Exercise directions
Reproduce all of the records below with every "negative clicks" replaced by "exclusion clicks" and nothing else altered. Leave the pictures out.

--

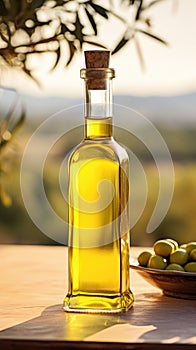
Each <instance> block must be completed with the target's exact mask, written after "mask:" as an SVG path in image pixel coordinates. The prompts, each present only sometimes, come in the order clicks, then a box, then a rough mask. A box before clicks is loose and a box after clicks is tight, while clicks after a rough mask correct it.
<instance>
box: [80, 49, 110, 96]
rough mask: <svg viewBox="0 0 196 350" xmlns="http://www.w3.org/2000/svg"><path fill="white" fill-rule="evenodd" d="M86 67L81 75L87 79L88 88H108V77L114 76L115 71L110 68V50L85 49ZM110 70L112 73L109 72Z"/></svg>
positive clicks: (89, 89)
mask: <svg viewBox="0 0 196 350" xmlns="http://www.w3.org/2000/svg"><path fill="white" fill-rule="evenodd" d="M84 55H85V63H86V69H85V70H84V69H83V70H82V73H81V77H82V78H84V76H85V79H86V83H87V89H88V90H106V89H107V81H108V80H107V78H108V77H109V75H112V77H113V76H114V71H113V70H111V69H110V68H109V61H110V51H106V50H91V51H85V52H84ZM109 72H110V73H109Z"/></svg>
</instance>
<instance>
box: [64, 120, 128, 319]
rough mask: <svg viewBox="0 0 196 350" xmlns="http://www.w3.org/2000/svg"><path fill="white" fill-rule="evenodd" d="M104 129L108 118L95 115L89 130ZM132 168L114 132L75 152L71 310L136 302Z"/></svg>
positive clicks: (106, 126)
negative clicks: (130, 254) (132, 249)
mask: <svg viewBox="0 0 196 350" xmlns="http://www.w3.org/2000/svg"><path fill="white" fill-rule="evenodd" d="M107 124H108V123H107ZM99 126H100V130H99ZM103 130H106V132H107V133H108V132H110V131H109V128H108V125H107V126H106V127H105V128H104V123H103V121H101V122H100V120H97V122H95V120H93V121H92V122H91V120H90V122H89V125H88V133H87V135H89V133H90V135H92V133H93V137H94V138H95V137H96V136H95V135H98V136H100V131H101V133H102V134H103V133H104V131H103ZM98 136H97V137H98ZM127 168H128V158H127V155H126V152H125V151H124V150H123V149H122V147H121V146H119V145H118V144H117V143H116V142H115V141H113V139H112V138H111V137H110V135H109V137H108V139H107V138H106V137H105V135H104V139H101V138H99V141H98V140H97V139H96V140H95V139H92V136H91V139H89V140H88V139H86V140H85V141H84V142H83V143H82V144H81V145H79V146H78V147H77V148H76V150H75V151H74V152H73V153H72V155H71V157H70V164H69V224H70V231H69V248H68V250H69V258H68V259H69V261H68V265H69V289H68V294H67V296H66V297H65V300H64V309H65V310H66V311H76V312H122V311H126V310H128V309H129V308H130V306H131V305H132V303H133V295H132V293H131V291H130V286H129V284H130V283H129V226H128V225H129V222H128V207H127V204H128V195H129V187H128V178H127Z"/></svg>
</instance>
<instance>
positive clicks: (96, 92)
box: [81, 69, 114, 139]
mask: <svg viewBox="0 0 196 350" xmlns="http://www.w3.org/2000/svg"><path fill="white" fill-rule="evenodd" d="M111 72H112V73H113V70H110V69H106V70H105V69H100V70H96V69H85V70H82V71H81V77H82V78H84V79H85V99H84V116H85V125H84V138H85V139H99V138H108V137H112V131H113V130H112V129H113V128H112V87H111V83H112V80H111V79H112V78H113V76H114V74H113V75H112V74H111Z"/></svg>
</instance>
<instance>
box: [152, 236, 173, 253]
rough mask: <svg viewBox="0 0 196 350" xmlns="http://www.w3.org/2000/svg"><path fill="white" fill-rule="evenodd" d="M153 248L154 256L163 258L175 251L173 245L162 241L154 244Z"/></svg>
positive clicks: (167, 242)
mask: <svg viewBox="0 0 196 350" xmlns="http://www.w3.org/2000/svg"><path fill="white" fill-rule="evenodd" d="M153 248H154V252H155V254H156V255H160V256H162V257H164V258H167V257H168V256H169V255H170V254H171V253H172V252H173V251H174V250H175V249H174V245H173V243H171V242H169V241H168V240H164V239H161V240H159V241H157V242H155V244H154V246H153Z"/></svg>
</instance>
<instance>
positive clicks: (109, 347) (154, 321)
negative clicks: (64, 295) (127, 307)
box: [0, 245, 196, 350]
mask: <svg viewBox="0 0 196 350" xmlns="http://www.w3.org/2000/svg"><path fill="white" fill-rule="evenodd" d="M140 250H141V248H134V247H132V248H131V255H132V256H137V254H138V252H139V251H140ZM0 259H1V260H0V261H1V271H0V292H1V296H0V329H1V332H0V349H18V350H19V349H20V350H23V349H25V350H32V349H61V348H62V349H114V350H115V349H125V350H127V349H130V350H134V349H140V350H143V349H148V350H150V349H152V350H153V349H156V350H158V349H168V350H172V349H173V350H178V349H179V350H180V349H183V350H185V349H189V350H190V349H196V300H181V299H176V298H170V297H166V296H163V295H162V293H161V292H160V291H159V290H158V289H156V288H155V287H153V286H151V285H150V284H148V283H147V282H146V281H144V280H143V279H142V278H141V277H140V276H139V275H138V274H137V272H136V271H131V289H132V291H133V293H134V295H135V303H134V306H133V308H132V309H131V310H130V311H128V312H127V313H124V314H120V315H106V314H105V315H104V314H102V315H96V314H74V313H73V314H70V313H66V312H64V311H63V309H62V301H63V297H64V295H65V293H66V285H67V280H66V276H67V267H66V264H67V248H66V247H54V246H14V245H10V246H9V245H5V246H4V245H2V246H0Z"/></svg>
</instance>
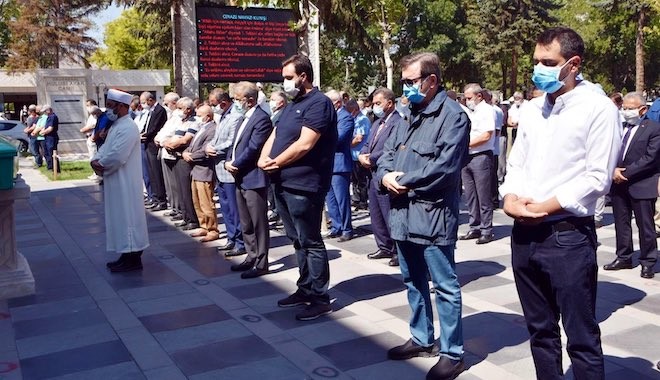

--

Task result
Each <instance> block must be completed with the target's exact mask, written after "mask:" as an SVG path in image pixel coordinates. The prompts, each present only sometimes, come in the order clicks, then a box, then a rough mask. A box before clicks is loose and a box after clicks is tight, while clicks after a rough mask correct it.
<instance>
box: [80, 49, 110, 96]
rough mask: <svg viewBox="0 0 196 350" xmlns="http://www.w3.org/2000/svg"><path fill="white" fill-rule="evenodd" d="M86 67L81 75L87 79L88 88H108V77L114 76L115 71L110 68V50L85 49ZM110 70L112 73L109 72Z"/></svg>
positive clicks: (89, 89)
mask: <svg viewBox="0 0 196 350" xmlns="http://www.w3.org/2000/svg"><path fill="white" fill-rule="evenodd" d="M84 55H85V63H86V69H85V70H84V69H83V70H82V73H81V77H82V78H84V76H85V79H86V83H87V89H88V90H106V89H107V81H108V80H107V78H108V77H109V75H112V77H113V76H114V71H113V70H111V69H110V68H109V61H110V51H106V50H91V51H85V52H84ZM109 72H110V73H109Z"/></svg>
</instance>
<instance>
box: [64, 120, 128, 319]
rough mask: <svg viewBox="0 0 196 350" xmlns="http://www.w3.org/2000/svg"><path fill="white" fill-rule="evenodd" d="M104 129L108 118L95 115L89 130ZM132 168L114 132L75 152L71 310L136 302Z"/></svg>
positive clicks: (106, 126)
exclusion clicks: (130, 254) (132, 249)
mask: <svg viewBox="0 0 196 350" xmlns="http://www.w3.org/2000/svg"><path fill="white" fill-rule="evenodd" d="M107 124H108V123H107ZM99 126H100V130H99ZM103 130H106V132H107V133H108V132H110V131H109V128H108V125H107V126H106V127H105V128H104V123H103V121H101V122H100V120H97V122H95V120H93V121H92V122H91V120H90V122H89V125H88V133H87V135H89V133H90V135H92V133H93V137H94V138H95V137H96V136H95V135H98V136H100V131H101V133H102V134H103V133H104V131H103ZM98 136H97V137H98ZM127 168H128V158H127V155H126V152H125V151H124V150H123V149H122V147H121V146H119V145H118V144H117V143H116V142H115V141H113V139H112V138H111V137H110V135H109V137H108V139H107V138H106V137H105V135H104V139H101V138H99V141H98V140H97V139H96V140H95V139H92V136H91V139H89V140H88V139H86V140H85V141H84V142H83V143H82V144H81V145H79V146H78V147H77V148H76V150H75V151H74V152H73V153H72V155H71V157H70V164H69V224H70V231H69V248H68V250H69V258H68V259H69V261H68V265H69V289H68V294H67V296H66V297H65V300H64V309H65V310H66V311H76V312H122V311H126V310H128V309H129V308H130V306H131V305H132V303H133V295H132V293H131V291H130V286H129V284H130V283H129V226H128V225H129V222H128V207H127V204H128V195H129V187H128V178H127Z"/></svg>
</instance>
<instance>
positive clicks: (96, 92)
box: [81, 69, 114, 139]
mask: <svg viewBox="0 0 196 350" xmlns="http://www.w3.org/2000/svg"><path fill="white" fill-rule="evenodd" d="M111 72H112V73H113V70H110V69H106V70H105V69H100V70H96V69H85V70H82V71H81V77H82V78H84V79H85V99H84V116H85V125H84V138H85V139H99V138H108V137H112V131H113V130H112V129H113V128H112V87H111V83H112V80H111V79H112V78H113V76H114V74H113V75H112V74H111Z"/></svg>
</instance>
<instance>
box: [152, 236, 173, 253]
rough mask: <svg viewBox="0 0 196 350" xmlns="http://www.w3.org/2000/svg"><path fill="white" fill-rule="evenodd" d="M153 248L154 256L163 258L175 251L173 245L162 241L154 244Z"/></svg>
positive clicks: (167, 242)
mask: <svg viewBox="0 0 196 350" xmlns="http://www.w3.org/2000/svg"><path fill="white" fill-rule="evenodd" d="M153 248H154V252H155V254H156V255H160V256H162V257H164V258H167V257H168V256H169V255H170V254H171V253H172V252H173V251H174V250H175V249H174V245H173V243H171V242H169V241H168V240H164V239H161V240H159V241H157V242H155V244H154V246H153Z"/></svg>
</instance>
<instance>
positive clicks: (109, 347) (154, 321)
exclusion clicks: (64, 295) (127, 307)
box: [0, 245, 196, 350]
mask: <svg viewBox="0 0 196 350" xmlns="http://www.w3.org/2000/svg"><path fill="white" fill-rule="evenodd" d="M140 250H141V248H134V247H132V248H131V255H132V256H137V254H138V252H139V251H140ZM0 259H1V260H0V261H1V271H0V292H1V296H0V329H1V332H0V349H18V350H19V349H20V350H23V349H25V350H32V349H61V348H62V349H114V350H115V349H125V350H127V349H130V350H134V349H140V350H143V349H148V350H150V349H152V350H153V349H156V350H158V349H168V350H172V349H173V350H178V349H179V350H180V349H183V350H185V349H189V350H190V349H196V300H181V299H176V298H170V297H166V296H163V295H162V293H161V292H160V291H159V290H158V289H156V288H155V287H153V286H151V285H150V284H148V283H147V282H146V281H144V280H143V279H142V278H141V277H140V276H139V275H138V274H137V272H136V271H131V289H132V291H133V293H134V295H135V303H134V306H133V308H132V309H131V310H130V311H128V312H127V313H124V314H120V315H106V314H105V315H104V314H102V315H96V314H74V313H73V314H70V313H66V312H64V311H63V309H62V301H63V297H64V295H65V293H66V285H67V280H66V276H67V267H66V264H67V248H66V247H54V246H14V245H10V246H9V245H5V246H4V245H2V246H0Z"/></svg>
</instance>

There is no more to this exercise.